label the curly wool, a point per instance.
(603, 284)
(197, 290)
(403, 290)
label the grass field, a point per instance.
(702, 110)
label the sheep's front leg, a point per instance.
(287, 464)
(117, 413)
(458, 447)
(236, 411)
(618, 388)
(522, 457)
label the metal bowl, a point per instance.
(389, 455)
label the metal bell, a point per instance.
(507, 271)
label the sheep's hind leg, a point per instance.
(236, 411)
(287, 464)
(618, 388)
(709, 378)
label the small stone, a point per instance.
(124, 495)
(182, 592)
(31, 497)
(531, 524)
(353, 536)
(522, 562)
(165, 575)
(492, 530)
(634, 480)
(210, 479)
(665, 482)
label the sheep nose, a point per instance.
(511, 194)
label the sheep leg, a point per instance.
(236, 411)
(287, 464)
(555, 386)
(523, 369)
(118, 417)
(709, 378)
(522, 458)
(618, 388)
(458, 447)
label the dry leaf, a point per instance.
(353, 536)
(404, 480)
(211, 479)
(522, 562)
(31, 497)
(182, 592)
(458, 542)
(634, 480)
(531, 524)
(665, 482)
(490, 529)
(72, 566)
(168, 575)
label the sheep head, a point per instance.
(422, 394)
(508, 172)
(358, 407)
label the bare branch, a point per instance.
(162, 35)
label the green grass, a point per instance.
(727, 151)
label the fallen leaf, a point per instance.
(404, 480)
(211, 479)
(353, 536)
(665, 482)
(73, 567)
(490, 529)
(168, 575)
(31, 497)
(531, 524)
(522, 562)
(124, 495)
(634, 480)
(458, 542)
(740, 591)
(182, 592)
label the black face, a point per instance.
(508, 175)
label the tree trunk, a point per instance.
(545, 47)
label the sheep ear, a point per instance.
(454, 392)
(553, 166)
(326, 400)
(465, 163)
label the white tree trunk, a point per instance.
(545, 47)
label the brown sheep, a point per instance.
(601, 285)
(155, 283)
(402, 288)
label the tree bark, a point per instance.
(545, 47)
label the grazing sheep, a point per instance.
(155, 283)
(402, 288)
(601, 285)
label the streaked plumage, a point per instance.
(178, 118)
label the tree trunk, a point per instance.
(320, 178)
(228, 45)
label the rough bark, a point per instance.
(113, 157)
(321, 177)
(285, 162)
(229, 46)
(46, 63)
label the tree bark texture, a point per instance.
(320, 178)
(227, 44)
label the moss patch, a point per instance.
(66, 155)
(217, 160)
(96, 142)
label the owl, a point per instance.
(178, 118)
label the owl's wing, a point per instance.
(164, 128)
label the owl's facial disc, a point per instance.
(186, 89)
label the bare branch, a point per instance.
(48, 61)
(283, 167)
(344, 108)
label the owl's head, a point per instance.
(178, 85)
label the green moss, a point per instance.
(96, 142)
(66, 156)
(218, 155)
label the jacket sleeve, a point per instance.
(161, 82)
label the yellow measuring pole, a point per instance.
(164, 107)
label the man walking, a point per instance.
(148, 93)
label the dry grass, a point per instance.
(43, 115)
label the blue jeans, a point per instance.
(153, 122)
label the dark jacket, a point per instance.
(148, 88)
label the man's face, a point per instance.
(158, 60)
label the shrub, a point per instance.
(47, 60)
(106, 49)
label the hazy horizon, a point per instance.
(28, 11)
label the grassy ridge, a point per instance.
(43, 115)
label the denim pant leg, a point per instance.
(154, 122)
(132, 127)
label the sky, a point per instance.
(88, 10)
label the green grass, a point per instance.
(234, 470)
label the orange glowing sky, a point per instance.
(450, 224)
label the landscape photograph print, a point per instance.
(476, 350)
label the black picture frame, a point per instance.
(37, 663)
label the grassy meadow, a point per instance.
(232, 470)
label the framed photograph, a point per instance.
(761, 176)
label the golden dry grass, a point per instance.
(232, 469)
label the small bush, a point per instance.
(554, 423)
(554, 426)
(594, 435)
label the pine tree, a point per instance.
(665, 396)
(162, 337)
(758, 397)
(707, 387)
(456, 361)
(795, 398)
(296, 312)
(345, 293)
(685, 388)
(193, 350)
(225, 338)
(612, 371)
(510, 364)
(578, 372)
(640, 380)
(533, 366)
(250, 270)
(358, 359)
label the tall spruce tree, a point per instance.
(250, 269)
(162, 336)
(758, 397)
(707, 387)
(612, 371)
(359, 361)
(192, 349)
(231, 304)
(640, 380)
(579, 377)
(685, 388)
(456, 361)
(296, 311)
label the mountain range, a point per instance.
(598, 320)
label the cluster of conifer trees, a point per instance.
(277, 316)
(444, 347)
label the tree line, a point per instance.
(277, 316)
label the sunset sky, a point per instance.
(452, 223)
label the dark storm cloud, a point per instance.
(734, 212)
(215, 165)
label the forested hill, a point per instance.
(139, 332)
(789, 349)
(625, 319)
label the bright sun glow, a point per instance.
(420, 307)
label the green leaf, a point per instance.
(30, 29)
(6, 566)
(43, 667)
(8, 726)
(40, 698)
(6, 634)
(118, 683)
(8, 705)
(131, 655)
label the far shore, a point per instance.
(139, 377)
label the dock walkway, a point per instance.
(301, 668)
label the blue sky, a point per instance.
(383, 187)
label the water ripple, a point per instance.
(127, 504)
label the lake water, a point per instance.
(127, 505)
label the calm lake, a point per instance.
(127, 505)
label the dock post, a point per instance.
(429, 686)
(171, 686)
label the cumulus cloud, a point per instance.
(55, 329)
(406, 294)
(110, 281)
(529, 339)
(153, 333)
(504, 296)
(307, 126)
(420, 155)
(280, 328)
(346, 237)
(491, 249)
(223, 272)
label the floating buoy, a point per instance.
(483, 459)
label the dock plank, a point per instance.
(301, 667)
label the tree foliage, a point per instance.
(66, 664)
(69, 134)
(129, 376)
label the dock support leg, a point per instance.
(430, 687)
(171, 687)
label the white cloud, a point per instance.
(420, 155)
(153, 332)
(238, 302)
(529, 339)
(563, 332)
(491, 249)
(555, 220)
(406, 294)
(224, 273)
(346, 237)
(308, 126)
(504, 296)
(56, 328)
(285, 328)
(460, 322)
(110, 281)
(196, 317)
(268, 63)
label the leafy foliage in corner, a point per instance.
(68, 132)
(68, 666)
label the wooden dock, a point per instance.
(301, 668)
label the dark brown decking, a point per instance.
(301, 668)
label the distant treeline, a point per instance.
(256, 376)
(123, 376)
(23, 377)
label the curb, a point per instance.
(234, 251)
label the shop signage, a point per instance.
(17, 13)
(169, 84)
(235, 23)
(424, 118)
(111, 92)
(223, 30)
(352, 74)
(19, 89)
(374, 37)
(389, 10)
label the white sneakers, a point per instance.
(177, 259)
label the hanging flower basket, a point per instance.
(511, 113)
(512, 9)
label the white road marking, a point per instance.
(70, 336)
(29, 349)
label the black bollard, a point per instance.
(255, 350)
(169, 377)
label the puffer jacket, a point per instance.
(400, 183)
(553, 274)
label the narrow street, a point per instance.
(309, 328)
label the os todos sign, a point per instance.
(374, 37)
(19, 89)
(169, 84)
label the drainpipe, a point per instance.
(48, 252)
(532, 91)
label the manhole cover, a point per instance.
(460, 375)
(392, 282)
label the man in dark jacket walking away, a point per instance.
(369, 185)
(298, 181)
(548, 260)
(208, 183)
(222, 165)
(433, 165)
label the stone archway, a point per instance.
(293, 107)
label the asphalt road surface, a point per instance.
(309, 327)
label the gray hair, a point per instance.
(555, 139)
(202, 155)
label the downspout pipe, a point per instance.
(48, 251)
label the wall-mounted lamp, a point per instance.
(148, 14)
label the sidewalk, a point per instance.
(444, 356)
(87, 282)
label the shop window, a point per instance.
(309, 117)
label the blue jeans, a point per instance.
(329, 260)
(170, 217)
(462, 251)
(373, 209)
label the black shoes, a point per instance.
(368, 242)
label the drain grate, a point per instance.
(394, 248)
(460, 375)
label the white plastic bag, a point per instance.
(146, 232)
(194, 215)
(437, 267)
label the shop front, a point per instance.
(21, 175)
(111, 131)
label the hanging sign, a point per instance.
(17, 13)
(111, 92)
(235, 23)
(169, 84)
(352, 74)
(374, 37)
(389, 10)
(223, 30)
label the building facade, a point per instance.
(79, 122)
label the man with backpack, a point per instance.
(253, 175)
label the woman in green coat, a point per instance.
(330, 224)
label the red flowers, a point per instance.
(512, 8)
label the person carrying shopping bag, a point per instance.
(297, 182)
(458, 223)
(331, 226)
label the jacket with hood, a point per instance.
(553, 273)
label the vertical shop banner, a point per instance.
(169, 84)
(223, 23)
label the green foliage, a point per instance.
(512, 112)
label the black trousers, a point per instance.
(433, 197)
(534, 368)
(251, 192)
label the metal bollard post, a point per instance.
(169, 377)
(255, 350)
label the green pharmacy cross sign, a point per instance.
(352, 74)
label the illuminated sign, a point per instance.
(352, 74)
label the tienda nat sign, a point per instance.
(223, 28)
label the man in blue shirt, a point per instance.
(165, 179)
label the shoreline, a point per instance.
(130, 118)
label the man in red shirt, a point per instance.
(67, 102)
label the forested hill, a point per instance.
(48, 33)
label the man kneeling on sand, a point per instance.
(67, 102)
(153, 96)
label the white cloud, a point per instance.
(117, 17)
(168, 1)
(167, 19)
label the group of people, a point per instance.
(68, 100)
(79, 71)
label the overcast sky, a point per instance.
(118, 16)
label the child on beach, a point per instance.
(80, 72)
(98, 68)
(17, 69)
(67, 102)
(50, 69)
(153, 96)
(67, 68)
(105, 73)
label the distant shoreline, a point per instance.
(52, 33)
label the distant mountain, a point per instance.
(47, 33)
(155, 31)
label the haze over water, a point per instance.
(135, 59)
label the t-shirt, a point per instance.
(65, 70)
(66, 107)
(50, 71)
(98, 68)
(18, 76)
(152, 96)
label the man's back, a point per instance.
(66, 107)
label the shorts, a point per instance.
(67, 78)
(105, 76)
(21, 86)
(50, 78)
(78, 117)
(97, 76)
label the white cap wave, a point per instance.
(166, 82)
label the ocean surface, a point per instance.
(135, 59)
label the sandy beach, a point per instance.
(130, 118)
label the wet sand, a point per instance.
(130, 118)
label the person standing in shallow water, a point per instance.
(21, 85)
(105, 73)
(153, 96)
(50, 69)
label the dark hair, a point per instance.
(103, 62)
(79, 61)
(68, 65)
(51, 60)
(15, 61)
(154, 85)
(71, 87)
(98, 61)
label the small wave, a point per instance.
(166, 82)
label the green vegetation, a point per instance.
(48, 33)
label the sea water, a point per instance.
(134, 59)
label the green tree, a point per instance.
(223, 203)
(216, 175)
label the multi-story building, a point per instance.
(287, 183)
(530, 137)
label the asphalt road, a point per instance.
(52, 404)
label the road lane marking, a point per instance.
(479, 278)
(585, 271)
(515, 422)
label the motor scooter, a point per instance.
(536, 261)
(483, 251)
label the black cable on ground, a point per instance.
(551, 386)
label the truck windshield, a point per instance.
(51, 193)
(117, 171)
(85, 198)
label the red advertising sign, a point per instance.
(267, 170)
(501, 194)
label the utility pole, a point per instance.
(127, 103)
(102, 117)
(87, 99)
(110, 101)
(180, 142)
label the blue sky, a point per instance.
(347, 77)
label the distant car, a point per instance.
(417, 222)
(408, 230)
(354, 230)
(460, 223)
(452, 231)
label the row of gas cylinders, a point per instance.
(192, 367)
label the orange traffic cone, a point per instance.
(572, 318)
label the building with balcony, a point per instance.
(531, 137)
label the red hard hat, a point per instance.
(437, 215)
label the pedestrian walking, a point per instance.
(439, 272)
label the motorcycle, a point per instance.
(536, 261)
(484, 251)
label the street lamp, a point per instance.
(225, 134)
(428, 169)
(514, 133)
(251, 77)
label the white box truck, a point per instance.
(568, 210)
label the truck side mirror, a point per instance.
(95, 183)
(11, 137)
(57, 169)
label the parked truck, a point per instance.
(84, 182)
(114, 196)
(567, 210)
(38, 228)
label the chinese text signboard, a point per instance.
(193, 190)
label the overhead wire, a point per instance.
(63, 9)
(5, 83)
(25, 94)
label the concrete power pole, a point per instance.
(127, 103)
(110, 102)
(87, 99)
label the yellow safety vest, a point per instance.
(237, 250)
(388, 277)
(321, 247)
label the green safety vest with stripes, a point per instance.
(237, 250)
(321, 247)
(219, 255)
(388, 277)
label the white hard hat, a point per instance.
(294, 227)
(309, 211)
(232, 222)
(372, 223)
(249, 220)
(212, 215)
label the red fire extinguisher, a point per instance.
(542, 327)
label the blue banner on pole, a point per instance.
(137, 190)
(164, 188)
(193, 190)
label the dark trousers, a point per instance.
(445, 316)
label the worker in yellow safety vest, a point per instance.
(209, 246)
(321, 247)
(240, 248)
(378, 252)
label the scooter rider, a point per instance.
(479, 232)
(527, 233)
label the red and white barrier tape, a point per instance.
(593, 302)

○ ○ ○

- Task goal -
Give the lines from the one containing "label the red advertising" through the end of the entries again, exactly as written and with no other lines.

- Solution below -
label the red advertising sign, a point per instance.
(267, 170)
(501, 194)
label the utility pole, a point per instance.
(127, 103)
(102, 117)
(87, 99)
(110, 101)
(180, 142)
label the blue sky, a point per instance.
(347, 77)
label the distant car, a point per instance.
(417, 222)
(408, 230)
(354, 230)
(460, 223)
(452, 231)
label the row of gas cylinders, a point per instance.
(192, 367)
label the orange traffic cone, a point per instance.
(572, 318)
label the building with balcony, a point per instance.
(531, 137)
label the red hard hat, a point per instance.
(437, 215)
label the pedestrian walking, a point per instance.
(439, 272)
label the motorcycle, a point per instance.
(536, 261)
(484, 251)
label the street lamp, a point per instance.
(225, 134)
(428, 169)
(514, 133)
(251, 77)
label the white box truck, a point per instance.
(568, 210)
label the truck side mirror, a point per instance.
(95, 183)
(11, 137)
(57, 169)
label the parked truck, a point per instance.
(84, 182)
(114, 196)
(567, 210)
(38, 228)
label the chinese text signboard, a point per instance.
(193, 190)
label the overhead wire, a point per instance.
(63, 9)
(5, 83)
(25, 94)
label the concrete power pole, a point per instance.
(127, 103)
(110, 102)
(87, 99)
label the yellow safety vest, a point per instance.
(237, 250)
(388, 277)
(321, 247)
label the green safety vest with stripes, a point per instance.
(237, 250)
(321, 247)
(219, 255)
(388, 277)
label the white hard hat, a point per instance.
(294, 227)
(309, 211)
(232, 222)
(372, 223)
(249, 220)
(212, 215)
label the red fire extinguisher, a point per instance.
(542, 327)
label the blue banner on pole, a point per instance.
(137, 190)
(164, 188)
(193, 190)
label the dark trousers, a point per instance.
(445, 316)
label the worker in yellow safety vest, a point per instance.
(209, 246)
(321, 247)
(240, 248)
(378, 252)
label the scooter rider, a point per instance.
(479, 232)
(527, 233)
label the red and white barrier tape, a point per instance.
(593, 302)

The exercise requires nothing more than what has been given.